▶ To do:
Could you print all the entries exactly?

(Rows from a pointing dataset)
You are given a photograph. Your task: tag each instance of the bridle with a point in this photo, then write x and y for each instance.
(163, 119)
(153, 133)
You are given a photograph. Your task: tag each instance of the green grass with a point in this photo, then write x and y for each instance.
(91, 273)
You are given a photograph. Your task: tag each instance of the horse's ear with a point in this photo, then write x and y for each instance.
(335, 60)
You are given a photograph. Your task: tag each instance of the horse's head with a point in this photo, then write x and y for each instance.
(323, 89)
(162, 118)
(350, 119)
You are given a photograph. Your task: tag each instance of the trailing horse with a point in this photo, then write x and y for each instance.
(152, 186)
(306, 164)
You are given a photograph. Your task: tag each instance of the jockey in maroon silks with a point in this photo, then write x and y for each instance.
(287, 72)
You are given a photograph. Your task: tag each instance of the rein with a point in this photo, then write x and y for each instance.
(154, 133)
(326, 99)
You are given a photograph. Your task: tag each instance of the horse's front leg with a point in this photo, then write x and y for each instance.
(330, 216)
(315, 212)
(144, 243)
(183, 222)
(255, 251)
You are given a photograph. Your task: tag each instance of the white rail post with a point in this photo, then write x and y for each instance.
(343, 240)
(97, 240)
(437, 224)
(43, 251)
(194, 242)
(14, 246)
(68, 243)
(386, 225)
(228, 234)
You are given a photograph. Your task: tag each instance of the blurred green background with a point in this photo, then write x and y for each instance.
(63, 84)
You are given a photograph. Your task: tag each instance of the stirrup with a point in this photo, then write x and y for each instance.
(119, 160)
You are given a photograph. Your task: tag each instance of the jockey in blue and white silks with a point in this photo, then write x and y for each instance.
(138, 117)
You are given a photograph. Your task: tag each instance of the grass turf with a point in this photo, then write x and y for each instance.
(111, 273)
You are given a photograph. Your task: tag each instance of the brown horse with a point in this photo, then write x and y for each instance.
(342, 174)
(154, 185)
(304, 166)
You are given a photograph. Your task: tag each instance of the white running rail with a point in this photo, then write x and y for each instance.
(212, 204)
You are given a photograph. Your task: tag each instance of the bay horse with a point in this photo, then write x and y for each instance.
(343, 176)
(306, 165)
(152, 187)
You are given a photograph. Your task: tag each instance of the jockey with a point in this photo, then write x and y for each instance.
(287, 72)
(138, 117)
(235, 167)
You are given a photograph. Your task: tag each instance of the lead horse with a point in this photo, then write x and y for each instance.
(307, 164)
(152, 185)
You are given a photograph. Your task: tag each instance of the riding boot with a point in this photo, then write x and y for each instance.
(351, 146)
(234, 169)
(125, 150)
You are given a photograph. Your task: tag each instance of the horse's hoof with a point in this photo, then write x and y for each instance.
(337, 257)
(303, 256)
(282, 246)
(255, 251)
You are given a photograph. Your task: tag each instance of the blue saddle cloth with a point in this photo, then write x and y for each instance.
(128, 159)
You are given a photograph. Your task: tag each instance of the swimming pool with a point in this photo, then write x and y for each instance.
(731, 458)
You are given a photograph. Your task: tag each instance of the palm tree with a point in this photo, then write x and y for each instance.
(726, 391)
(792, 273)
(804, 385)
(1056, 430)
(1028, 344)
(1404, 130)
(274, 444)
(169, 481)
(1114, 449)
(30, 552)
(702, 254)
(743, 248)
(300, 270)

▶ Finished task:
You are given a photograph. Your task: tag each instance of the bridle with a point in this photo, then write x and y for each instance.
(163, 119)
(153, 133)
You are given a photograph. Your task: tag each instance of the green grass with a point in this photo, then write x and y for each instance.
(91, 273)
You are given a photograph. Your task: tag each instance of the horse's ear with a point in this photo, then write x and y for each instance.
(335, 60)
You are given a photograph. Your task: tag each instance of the horse's head with a point in this photo, then write x and y for each instance.
(323, 89)
(162, 118)
(350, 119)
You are given a photograph. Your task: tag each instance of the trailing horse with a point in this photo, then write x and y for each instance.
(152, 186)
(306, 164)
You are given a photograph. Your task: tag each instance of the jockey in maroon silks with a point in this photo, then write x and y for each instance.
(287, 72)
You are given a photograph. Your task: tag each instance of the rein with a point in this photo, then write x and y for each instance.
(154, 133)
(326, 99)
You are given a photograph. Your task: tag each instance of the horse's front leg with a point in this photo, then write x and y for each instance.
(330, 216)
(315, 212)
(144, 243)
(183, 222)
(255, 251)
You are given a photograph. Your task: tag each instance of the white rail post with a point in this photo, then write x and y for each instance.
(343, 240)
(97, 240)
(437, 224)
(43, 251)
(194, 242)
(14, 246)
(68, 243)
(386, 225)
(228, 234)
You are given a photograph. Your task: tag each instance of the blurred green background with a point in this photo, then write x and y for each instance.
(63, 84)
You are given a photograph. Your task: tag each instance of the stirrup with a point in this photo, then write x and y for each instance.
(119, 160)
You are given a photograph. Your task: tag each instance of the jockey in blue and white silks with a point in this photo, then write x and y for each instance.
(138, 117)
You are given a photograph. Your task: tag each instance of the grass turf with a point in this photo, then write x and y for each instance.
(111, 273)
You are given a photograph. Your task: tag each instance of the brown horse with a point in this photo, then write x and y for each instance.
(342, 174)
(154, 185)
(304, 166)
You are given a photograph. Your task: tag each instance of the white running rail with a point in this photo, then write x and y for each instance.
(212, 204)
You are given a photograph. Your task: tag each instance of the bay horse with a point in this photo, then write x and y for each instance.
(343, 176)
(306, 165)
(152, 187)
You are given a photograph. Your task: tag each instance of the jockey with a point in this photo, then write x and y for each instance.
(287, 72)
(138, 117)
(235, 167)
You are given a photograph. Your task: tag each instance of the lead horse with a point in this photo, then write x and y for each instance.
(307, 164)
(152, 185)
You are given a photograph. Your task: tag each instance of the riding boot with a point in this photo, then write x and y for each instance.
(351, 146)
(234, 169)
(125, 150)
You are given a photograph. Your task: tag each instance of the horse's hoof with a point in this photo, then write x and y for each instance.
(337, 257)
(303, 256)
(282, 246)
(255, 251)
You are given a photograph. Your task: tag each instance of the blue saddle cloth with a point in this photo, then write x and y for each instance.
(128, 159)
You are given a photograph. Your task: tag each instance of the swimming pool with a point in this photo, then write x and y for each instance.
(731, 458)
You are given a photograph. Your task: tag each instance of the palm tree with a point in this photo, then write x and y for each instance.
(726, 391)
(792, 273)
(804, 385)
(1056, 430)
(1028, 344)
(1404, 130)
(274, 444)
(169, 481)
(1114, 449)
(30, 552)
(702, 254)
(743, 248)
(300, 270)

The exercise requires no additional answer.